- EXERCISE -
Extract the lines starting at the one containing "the white flower" and ending at the final line of the entries, and reproduce them with no changes.

- Pointing records -
######

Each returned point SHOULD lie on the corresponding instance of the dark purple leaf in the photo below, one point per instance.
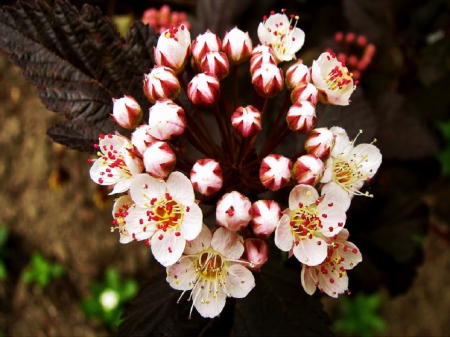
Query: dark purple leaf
(79, 62)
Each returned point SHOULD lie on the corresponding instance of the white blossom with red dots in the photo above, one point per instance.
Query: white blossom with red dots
(308, 222)
(165, 214)
(331, 275)
(211, 270)
(284, 38)
(117, 163)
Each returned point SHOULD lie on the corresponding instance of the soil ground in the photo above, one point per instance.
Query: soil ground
(51, 206)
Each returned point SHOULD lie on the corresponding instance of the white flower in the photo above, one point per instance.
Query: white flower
(284, 39)
(117, 163)
(165, 213)
(350, 166)
(333, 80)
(308, 222)
(331, 276)
(210, 269)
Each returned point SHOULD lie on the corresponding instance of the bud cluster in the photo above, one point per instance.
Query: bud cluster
(164, 208)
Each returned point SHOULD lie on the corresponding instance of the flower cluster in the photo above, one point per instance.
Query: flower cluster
(172, 169)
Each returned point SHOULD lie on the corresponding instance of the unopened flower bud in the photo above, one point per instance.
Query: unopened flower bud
(266, 214)
(268, 80)
(305, 92)
(275, 171)
(141, 139)
(320, 142)
(308, 170)
(206, 176)
(256, 252)
(126, 112)
(333, 80)
(161, 83)
(167, 120)
(297, 74)
(237, 45)
(260, 56)
(215, 63)
(204, 90)
(159, 160)
(246, 121)
(173, 48)
(301, 117)
(203, 44)
(233, 211)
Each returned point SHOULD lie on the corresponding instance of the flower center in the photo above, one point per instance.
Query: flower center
(210, 265)
(304, 222)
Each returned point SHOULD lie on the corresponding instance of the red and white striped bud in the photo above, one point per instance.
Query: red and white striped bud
(161, 83)
(204, 90)
(305, 92)
(206, 176)
(256, 252)
(320, 142)
(234, 211)
(173, 48)
(126, 112)
(268, 80)
(159, 160)
(266, 214)
(308, 170)
(275, 171)
(297, 74)
(203, 44)
(215, 63)
(260, 56)
(141, 139)
(246, 121)
(301, 117)
(237, 45)
(167, 120)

######

- ANSWER TO THE PROBLEM -
Each returned point SHOULD lie on the corresponding instance of the white flower in the photo above, one point per instance.
Query: white flower
(284, 39)
(117, 163)
(165, 213)
(350, 166)
(333, 80)
(308, 222)
(331, 276)
(210, 269)
Each returned point SHOULD lie on the corresponding instance of the bud cluster in the photo above, one point per instance.
Query: bud cluster
(164, 208)
Each returned point SHOULD lie on the corresponding instance of the flower cluster in the photo above, one point per instance.
Query: flower cluster
(172, 169)
Each returned point SHOULD lie on the corresponding instance of the unopened flower bud in the photo above, one point per instance.
Query: unopened flower bud
(266, 214)
(268, 80)
(305, 92)
(275, 171)
(141, 139)
(320, 142)
(308, 170)
(206, 176)
(256, 252)
(126, 112)
(333, 80)
(161, 83)
(167, 120)
(297, 74)
(237, 45)
(260, 56)
(215, 63)
(204, 90)
(159, 160)
(246, 121)
(173, 48)
(301, 117)
(203, 44)
(233, 211)
Each returned point SHOULD lie on the corresponding instance of the flower center in the photo above, one point per instance.
Query: flower center
(210, 265)
(304, 222)
Each returned point SHOULD lie on the corresponding instance of the red and white striped bud in the photo above, one point per instance.
Query: red and white striped bud
(161, 83)
(204, 90)
(305, 92)
(206, 176)
(256, 252)
(320, 142)
(234, 211)
(173, 48)
(126, 112)
(268, 80)
(159, 160)
(266, 214)
(308, 170)
(275, 171)
(297, 74)
(203, 44)
(215, 63)
(260, 56)
(141, 139)
(246, 121)
(301, 117)
(237, 45)
(167, 120)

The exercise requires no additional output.